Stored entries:
##########

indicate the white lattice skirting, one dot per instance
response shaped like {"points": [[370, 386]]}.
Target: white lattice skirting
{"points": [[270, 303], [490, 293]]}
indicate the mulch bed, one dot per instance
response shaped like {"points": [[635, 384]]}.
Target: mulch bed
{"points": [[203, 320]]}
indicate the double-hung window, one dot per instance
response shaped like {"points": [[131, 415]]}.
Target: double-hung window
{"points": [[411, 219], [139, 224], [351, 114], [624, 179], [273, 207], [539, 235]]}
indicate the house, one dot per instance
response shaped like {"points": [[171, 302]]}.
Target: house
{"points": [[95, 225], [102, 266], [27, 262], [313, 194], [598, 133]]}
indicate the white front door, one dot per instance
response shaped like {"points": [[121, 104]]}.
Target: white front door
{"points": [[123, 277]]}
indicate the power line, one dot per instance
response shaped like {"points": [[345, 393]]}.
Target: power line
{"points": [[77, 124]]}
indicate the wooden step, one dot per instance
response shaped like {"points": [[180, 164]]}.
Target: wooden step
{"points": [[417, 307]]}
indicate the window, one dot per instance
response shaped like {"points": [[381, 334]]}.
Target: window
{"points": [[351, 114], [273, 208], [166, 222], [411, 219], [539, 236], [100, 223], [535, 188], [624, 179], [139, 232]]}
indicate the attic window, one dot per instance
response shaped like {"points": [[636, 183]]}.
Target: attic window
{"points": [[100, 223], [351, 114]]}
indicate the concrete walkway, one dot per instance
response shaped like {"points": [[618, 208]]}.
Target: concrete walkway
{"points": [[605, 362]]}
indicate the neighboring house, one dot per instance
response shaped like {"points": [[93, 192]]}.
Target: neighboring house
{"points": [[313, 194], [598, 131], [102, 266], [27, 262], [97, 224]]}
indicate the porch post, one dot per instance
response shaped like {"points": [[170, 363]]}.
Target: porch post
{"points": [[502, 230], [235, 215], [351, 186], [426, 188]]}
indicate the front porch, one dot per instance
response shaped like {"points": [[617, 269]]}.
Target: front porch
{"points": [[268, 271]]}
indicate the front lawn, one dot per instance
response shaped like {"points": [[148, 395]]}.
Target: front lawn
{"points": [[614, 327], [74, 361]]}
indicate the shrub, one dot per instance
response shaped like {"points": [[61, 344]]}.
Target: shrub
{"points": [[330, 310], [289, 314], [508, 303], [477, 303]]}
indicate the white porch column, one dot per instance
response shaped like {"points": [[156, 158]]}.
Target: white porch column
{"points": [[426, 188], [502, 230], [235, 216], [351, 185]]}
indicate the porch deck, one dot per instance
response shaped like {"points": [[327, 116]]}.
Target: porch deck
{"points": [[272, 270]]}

##########

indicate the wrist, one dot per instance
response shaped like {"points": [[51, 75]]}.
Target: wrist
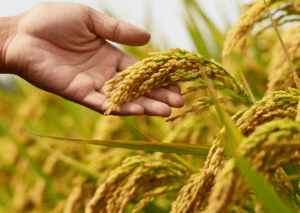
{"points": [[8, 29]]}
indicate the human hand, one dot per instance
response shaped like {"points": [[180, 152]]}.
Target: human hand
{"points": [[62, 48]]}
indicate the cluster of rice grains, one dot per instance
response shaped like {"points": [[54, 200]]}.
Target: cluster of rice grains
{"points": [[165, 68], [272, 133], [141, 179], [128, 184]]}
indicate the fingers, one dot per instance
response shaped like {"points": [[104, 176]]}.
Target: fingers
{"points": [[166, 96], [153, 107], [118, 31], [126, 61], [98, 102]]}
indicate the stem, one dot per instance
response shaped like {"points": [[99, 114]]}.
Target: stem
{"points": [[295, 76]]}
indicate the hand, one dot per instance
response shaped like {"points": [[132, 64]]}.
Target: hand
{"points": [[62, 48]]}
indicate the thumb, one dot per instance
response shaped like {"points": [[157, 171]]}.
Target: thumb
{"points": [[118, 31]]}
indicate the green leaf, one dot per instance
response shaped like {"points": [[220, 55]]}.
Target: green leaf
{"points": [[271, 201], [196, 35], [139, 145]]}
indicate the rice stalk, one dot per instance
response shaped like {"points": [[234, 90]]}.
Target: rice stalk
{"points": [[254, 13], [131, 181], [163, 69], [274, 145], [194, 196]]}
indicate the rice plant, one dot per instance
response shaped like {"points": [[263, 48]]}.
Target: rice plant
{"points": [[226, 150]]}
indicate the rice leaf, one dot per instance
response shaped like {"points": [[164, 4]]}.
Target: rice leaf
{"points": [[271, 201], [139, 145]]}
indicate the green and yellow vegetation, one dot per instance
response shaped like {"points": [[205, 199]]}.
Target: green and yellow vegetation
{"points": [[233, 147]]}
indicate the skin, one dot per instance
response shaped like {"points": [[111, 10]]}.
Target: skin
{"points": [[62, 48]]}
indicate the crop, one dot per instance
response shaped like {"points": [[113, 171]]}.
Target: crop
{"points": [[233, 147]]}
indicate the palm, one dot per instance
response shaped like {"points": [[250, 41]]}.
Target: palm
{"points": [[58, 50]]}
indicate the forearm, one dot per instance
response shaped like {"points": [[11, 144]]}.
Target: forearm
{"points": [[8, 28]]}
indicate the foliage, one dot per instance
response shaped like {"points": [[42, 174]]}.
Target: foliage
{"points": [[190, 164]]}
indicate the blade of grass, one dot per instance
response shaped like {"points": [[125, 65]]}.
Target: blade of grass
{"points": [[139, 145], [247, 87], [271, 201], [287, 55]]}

##########

* WHAT IS EXPECTED
Please pull out each line of the data above that contains the word "hand".

* COMPLETED TASK
indicate the human hand, one dot per instance
Target: human hand
indicate the hand, one dot per instance
Target: hand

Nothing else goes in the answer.